Source records
===
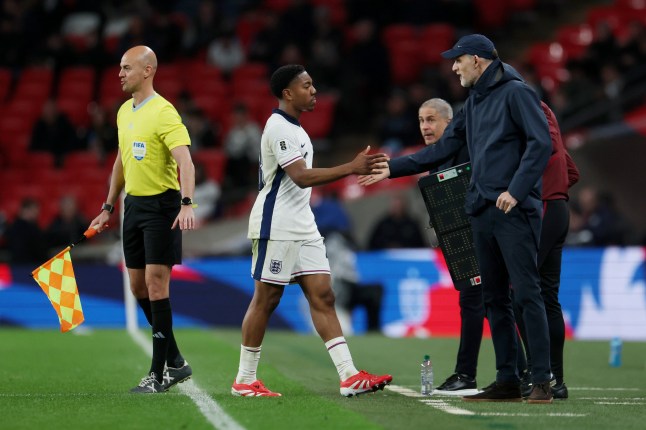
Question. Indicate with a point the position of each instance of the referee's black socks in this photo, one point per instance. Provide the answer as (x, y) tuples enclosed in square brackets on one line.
[(173, 356)]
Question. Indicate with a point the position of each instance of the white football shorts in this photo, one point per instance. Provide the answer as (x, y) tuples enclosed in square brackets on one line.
[(281, 261)]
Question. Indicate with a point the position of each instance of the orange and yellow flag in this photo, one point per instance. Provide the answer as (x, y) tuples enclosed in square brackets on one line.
[(56, 278)]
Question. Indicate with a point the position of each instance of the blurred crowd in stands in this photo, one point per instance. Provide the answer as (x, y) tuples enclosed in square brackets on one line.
[(372, 63)]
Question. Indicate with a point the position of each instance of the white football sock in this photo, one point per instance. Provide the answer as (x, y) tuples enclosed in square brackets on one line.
[(340, 354), (249, 359)]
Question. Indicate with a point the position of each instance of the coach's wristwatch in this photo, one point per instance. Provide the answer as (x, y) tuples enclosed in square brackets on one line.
[(107, 207)]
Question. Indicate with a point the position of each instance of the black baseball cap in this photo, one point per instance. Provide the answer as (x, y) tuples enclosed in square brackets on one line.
[(472, 44)]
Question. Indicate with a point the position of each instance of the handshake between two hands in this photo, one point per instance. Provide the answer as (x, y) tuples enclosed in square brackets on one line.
[(377, 165)]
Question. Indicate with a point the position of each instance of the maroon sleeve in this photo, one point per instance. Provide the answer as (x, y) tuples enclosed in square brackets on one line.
[(572, 170)]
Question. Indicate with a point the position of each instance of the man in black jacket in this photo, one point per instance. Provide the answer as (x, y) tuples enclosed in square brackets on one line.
[(508, 139)]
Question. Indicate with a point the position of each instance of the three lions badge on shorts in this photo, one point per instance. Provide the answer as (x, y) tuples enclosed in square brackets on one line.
[(139, 150), (275, 266)]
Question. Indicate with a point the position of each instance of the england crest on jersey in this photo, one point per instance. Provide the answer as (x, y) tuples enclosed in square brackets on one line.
[(275, 266)]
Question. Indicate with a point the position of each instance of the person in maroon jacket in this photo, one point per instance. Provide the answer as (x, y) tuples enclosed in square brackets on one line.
[(560, 174)]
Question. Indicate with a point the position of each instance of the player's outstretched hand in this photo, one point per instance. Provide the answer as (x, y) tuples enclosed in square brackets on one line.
[(364, 163), (380, 172)]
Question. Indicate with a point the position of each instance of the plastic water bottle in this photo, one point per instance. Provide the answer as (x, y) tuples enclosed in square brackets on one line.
[(427, 376), (615, 352)]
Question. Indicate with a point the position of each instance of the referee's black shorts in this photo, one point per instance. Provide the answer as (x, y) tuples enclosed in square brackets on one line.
[(147, 234)]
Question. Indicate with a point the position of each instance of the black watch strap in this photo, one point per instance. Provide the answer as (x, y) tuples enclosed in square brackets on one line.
[(107, 207)]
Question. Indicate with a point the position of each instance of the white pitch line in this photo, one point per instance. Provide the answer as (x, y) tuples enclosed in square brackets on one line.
[(634, 399), (523, 414), (601, 389), (443, 406), (211, 410), (435, 403)]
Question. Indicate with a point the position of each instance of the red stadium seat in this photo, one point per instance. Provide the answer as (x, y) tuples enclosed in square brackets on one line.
[(78, 74), (318, 123), (491, 13), (395, 34), (250, 71), (247, 26), (575, 39), (405, 62), (81, 160), (547, 54), (435, 39), (76, 109), (5, 84)]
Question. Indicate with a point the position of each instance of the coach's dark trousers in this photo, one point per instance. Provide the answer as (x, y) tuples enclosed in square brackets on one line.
[(556, 221), (472, 321), (506, 246)]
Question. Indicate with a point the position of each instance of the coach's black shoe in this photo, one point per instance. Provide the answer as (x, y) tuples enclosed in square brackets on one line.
===
TO DO ->
Render every line of the records above as a JSON list of strings, one string per line, with blank lines dropped. Leave the pictures out.

RESPONSE BELOW ->
[
  "Question. Indicate with a point the position of each instance of the referee's black socks in this photo, one point per instance. Provide the answer as (x, y) tuples enclosed in square brackets on one line.",
  "[(173, 356)]",
  "Question. Indicate with a point the position of each instance of the white football shorts in this photo, one point per instance. Provide the answer as (x, y) tuples enclosed in square brackets on one line.",
  "[(281, 261)]",
  "Question. Indicate with a point the position of each instance of the orange and yellow flag in this photo, one point per instance. Provide the answer as (x, y) tuples enclosed in square brackets on one line.",
  "[(56, 278)]",
  "Question. Indicate with a point the position of each instance of the blurred crowd in stands in this photo, one point per instance. Provide the answer as (x, y) tuples enclosed in square brackets on one line.",
  "[(372, 63)]",
  "Question. Indicate with a point the position of each instance of the white football sock in this photo, one point per instance. Provide the answer as (x, y) tuples enclosed in square brackets on one line.",
  "[(340, 354), (249, 359)]",
  "Question. Indicate with a point the position of each instance of the coach's wristwatch in this photo, one point per instance. Provide the answer as (x, y) tuples enclosed in square brackets on one line.",
  "[(107, 207)]",
  "Question. Indicate with a point the position of each instance of the black baseball cap in this photo, one point per instance. Provide the answer as (x, y) tuples enclosed in square brackets on one line.",
  "[(472, 44)]",
  "Question. Indicate with a point the position of each instance of the handshake between two hands in this photo, one point per instance. Provide the answer as (x, y) tuples enclosed in square brackets on one line.",
  "[(377, 165)]",
  "Question. Indicate with a point the position of each instance of the maroon sleeve in this photo, one point per instance. Provide the answer as (x, y) tuples enclosed in square brackets on one line.",
  "[(572, 170)]",
  "Question. Indicate with a point the position of each instance of the man in black jacket in this photo, one point per instance. Provide the answer as (x, y) tuples enclosed in square brackets on one line.",
  "[(508, 139)]",
  "Question. Indicate with a point the position of each instance of the three lions badge on shorts in this photo, one point per instance. Provide the answer as (x, y) tuples enclosed in square brackets on one line.",
  "[(139, 150), (275, 266)]",
  "Question. Indicate with a point the position of each instance of the england crest on jersey in this photo, one point per instance. Provide the answer as (x, y) tuples enclosed in square brackets on one line.",
  "[(275, 266)]",
  "Question. Indicate with a point the position of each instance of the person in maroon jacket in this photo, one point per instance. Provide the answer as (x, y) tuples enclosed in square brackets on one line.",
  "[(560, 174)]",
  "Question. Indicate with a point the position of each instance of the player's outstretched hand in this photo, one point per instance. Provide the answer as (x, y) tuples enclosed in square brackets on one line.",
  "[(364, 163), (380, 172)]",
  "Question. Indicate with a point the position of each instance of the plastic water bottle in this photo, one point per instance. Provide the answer as (x, y) tuples enclosed in square brackets on one line.",
  "[(427, 376), (615, 352)]",
  "Question. Indicate with a point the position of each instance of the referee's black shorts in this photo, one point per instance. Provide the answer as (x, y) tuples enclosed in square brackets on one line.",
  "[(147, 234)]",
  "Question. Indicate with a point the position of each instance of the black watch strap in this photo, one point per instance. Provide the answer as (x, y) tuples enclosed in square brackets on one line.",
  "[(107, 207)]",
  "Question. Indicate with a point the position of each instance of the white pitch line in this photo, one point per instance. Provide the answer as (x, y) tuples enclosed in square brackets on one line.",
  "[(634, 399), (523, 414), (601, 389), (443, 406), (211, 410), (435, 403)]",
  "Question. Indicate with a point the position of each instance of the red stadium seat in this photo, one point per instance. Provide the answer as (x, y) tuples enclosed in square brackets on one line.",
  "[(78, 74), (318, 123), (491, 13), (395, 34), (250, 71), (247, 26), (575, 39), (405, 62), (81, 160), (547, 54), (435, 39), (76, 109), (5, 84)]",
  "Question. Indicate with a point the position of each instance of the coach's dark trousers in this photo, one point per instance. Provide the answer as (x, y) tuples enclosed in square brackets on one line.",
  "[(556, 221), (472, 321), (506, 246)]",
  "Question. Indicate with a point the position of each instance of the coach's black shoe in this photo, one point per instance. Provide the answer as (x, y) tuples enclosed in square brackets on one line."
]